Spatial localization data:
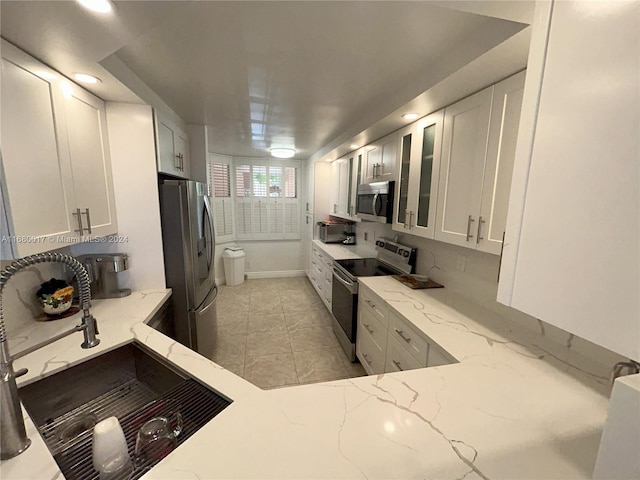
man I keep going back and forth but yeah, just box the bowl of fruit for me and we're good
[36,278,74,316]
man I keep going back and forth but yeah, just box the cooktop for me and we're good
[334,238,417,280]
[334,258,399,278]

- _Exercise directions_: Write out all the entries word for word, but skip any images.

- _Exercise response_:
man I keep going back and forth but yeah, just box the bowl of fruit for me and we're good
[36,278,74,316]
man I keep going back and forth but yeah, just box the cooktop for me and we're good
[334,238,417,280]
[334,258,399,278]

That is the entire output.